Can you reproduce the part of the piece on Frenchwomen in the Resistance below, between "Remember The Heroines" and "they left behind?", inclusive?

**Provided passage**
• • • •

Remember The Heroines
History usually pays homage to the victors—the men who fight at the battlefront; how many care about the unsung heroism of the women they left behind?
Kristin Hannah’s bestselling novel, The Nightingale, set during World Ward II, pays homage to Frenchwomen who held the fort while the men were away. During the German occupation of France, there was an active underground Resistance, and many of those who risked imprisonment, torture and death were women. Sadly, when the War ended, they returned to normal life, looking after the wounded or mentally traumatised men who came back from the warfront, and, as it often happens, nobody asked about the women and their suffering. They themselves downplayed their courage, in the process of helping their country heal itself.

• • • •

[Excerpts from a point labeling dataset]
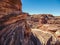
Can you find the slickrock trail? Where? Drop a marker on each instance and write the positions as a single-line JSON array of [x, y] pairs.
[[46, 38]]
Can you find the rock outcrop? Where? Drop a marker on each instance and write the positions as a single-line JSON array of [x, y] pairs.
[[14, 29]]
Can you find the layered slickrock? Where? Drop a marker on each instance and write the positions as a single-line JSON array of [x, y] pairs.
[[46, 23], [14, 29]]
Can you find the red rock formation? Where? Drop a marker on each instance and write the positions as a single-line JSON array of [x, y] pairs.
[[10, 6]]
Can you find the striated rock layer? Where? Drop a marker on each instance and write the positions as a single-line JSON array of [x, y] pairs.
[[14, 29]]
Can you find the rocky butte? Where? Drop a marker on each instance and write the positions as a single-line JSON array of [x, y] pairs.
[[14, 29], [19, 28]]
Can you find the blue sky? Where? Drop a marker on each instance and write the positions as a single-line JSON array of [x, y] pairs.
[[41, 7]]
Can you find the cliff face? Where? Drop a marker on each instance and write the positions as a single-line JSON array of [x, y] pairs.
[[14, 29]]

• • • •

**Complete answer**
Remember The Heroines
History usually pays homage to the victors—the men who fight at the battlefront; how many care about the unsung heroism of the women they left behind?